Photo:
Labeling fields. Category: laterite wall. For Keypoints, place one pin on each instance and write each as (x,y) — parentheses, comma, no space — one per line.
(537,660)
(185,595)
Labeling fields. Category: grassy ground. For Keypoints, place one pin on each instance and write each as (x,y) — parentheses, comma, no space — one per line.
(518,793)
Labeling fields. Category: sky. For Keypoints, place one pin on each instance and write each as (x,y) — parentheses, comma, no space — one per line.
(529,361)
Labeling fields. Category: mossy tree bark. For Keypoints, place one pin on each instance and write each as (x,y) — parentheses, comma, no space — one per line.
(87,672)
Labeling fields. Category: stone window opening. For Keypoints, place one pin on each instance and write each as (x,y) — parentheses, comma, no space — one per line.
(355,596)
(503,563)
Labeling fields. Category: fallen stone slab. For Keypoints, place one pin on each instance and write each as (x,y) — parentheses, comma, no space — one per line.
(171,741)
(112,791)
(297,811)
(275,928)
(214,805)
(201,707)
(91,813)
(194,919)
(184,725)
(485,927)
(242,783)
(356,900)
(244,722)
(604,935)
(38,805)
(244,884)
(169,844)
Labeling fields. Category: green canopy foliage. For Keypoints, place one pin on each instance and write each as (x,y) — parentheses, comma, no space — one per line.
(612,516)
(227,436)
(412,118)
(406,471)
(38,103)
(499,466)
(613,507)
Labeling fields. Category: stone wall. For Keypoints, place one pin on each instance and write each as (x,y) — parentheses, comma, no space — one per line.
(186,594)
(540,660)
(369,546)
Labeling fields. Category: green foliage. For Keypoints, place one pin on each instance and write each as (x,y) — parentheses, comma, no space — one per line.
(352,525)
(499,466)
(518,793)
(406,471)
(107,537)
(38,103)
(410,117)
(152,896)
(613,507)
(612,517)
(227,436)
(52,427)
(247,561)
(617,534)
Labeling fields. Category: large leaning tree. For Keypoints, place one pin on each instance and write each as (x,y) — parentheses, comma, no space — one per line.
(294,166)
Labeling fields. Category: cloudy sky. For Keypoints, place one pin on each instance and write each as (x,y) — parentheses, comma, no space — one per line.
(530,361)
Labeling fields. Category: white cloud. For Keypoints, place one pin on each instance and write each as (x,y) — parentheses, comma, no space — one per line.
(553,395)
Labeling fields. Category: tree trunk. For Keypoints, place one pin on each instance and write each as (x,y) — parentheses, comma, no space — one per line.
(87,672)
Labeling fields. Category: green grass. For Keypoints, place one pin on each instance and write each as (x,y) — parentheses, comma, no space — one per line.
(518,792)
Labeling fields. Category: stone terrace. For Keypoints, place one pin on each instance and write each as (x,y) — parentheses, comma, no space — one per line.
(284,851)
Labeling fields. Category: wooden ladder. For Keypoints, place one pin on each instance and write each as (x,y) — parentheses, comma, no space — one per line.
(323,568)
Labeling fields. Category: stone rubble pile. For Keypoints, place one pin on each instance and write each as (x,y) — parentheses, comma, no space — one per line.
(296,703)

- _Task instructions_
All of the lines above must be returned exactly.

- _Task answer_
Photo:
Labeling fields. Category: laterite wall. For Keypoints, place one pin on each instance and write each as (x,y) — parentheses, comma, no space — one per line.
(537,660)
(185,595)
Labeling fields. Category: grassy ground. For Keypoints, place one pin on each instance and write each as (x,y) — parentheses, comma, no space — one per line.
(518,793)
Labeling fields. Category: sky. For Keypoints, place one pin on each instance and write each as (x,y) — parentheses, comma, no space — one per line.
(529,361)
Labeling fields. Category: mossy tree bark. For Keypoints, place one pin on each instance and write each as (x,y) — parentheses, comma, no space — one per line.
(87,672)
Labeling fields. Category: stone window opening. For Keypoints, place one pin on each instance and write each as (x,y) — parentheses, comma, no space — one per line.
(355,596)
(503,563)
Labeling fields. Category: fallen stone slab. For Keypoints, place one pin on each instance and write each as (x,y) — parentheses, comma, no space — one per line.
(171,741)
(112,791)
(297,811)
(275,928)
(214,805)
(201,707)
(91,813)
(194,919)
(184,725)
(485,927)
(242,783)
(356,900)
(244,722)
(604,935)
(38,805)
(244,884)
(169,844)
Labeling fields. Category: green canopy foliage. For Keypoints, place one pin on each instance and write each as (x,y) — parentheses, comma, no space — one per line.
(612,516)
(227,436)
(412,118)
(406,471)
(38,103)
(499,466)
(613,507)
Labeling fields. Category: stone wall. For Keypoints, place one pin on each instance and write each as (x,y) — parentheses, comma, no space — one per line.
(186,594)
(540,660)
(369,546)
Labeling fields. Category: green foliage. For Keypoints, place one pin on each instance and write each as (x,y) — parentheses, comma, no space — one per line.
(352,525)
(499,466)
(518,793)
(406,471)
(107,537)
(38,103)
(410,117)
(152,896)
(613,507)
(612,517)
(227,436)
(52,427)
(247,561)
(617,534)
Labeling fields. Category: large leaning tree. For Keypoints, place one pin on each instance and write each as (x,y) — parentheses, comma, no space — one per line.
(294,166)
Labeling fields. Category: cloudy sky. For Keypoints, place one pin on each instance and write each as (x,y) — parentheses, comma, no space — one per line.
(530,361)
Labeling fields. Category: white cloud. For Keypoints, place one pin on each instance and write each as (x,y) — parentheses, comma, no space — one per line.
(553,395)
Labeling fields. Category: tree trunk. For Keypoints, place one pin on each instance and write each as (x,y) — parentheses, comma, no space — one per line.
(87,672)
Labeling fields. Category: green grass. For Keypoints, place one pin on each instance and write each as (x,y) — parentheses, comma, no space — one per line.
(518,792)
Labeling fields. Category: stone terrace. For Keypoints, place one pin on each instance and write each as (x,y) — parentheses, comma, no space — one per line.
(284,851)
Labeling fields. Category: wooden ladder. For Keypoints, place one pin on each instance and write each as (x,y) — parentheses, comma, no space — one per line.
(323,568)
Labeling fields. Category: stone rubble pile. For Keypoints, place one pin on each instance and write each as (x,y) — parentheses, comma, no space — one per line.
(296,703)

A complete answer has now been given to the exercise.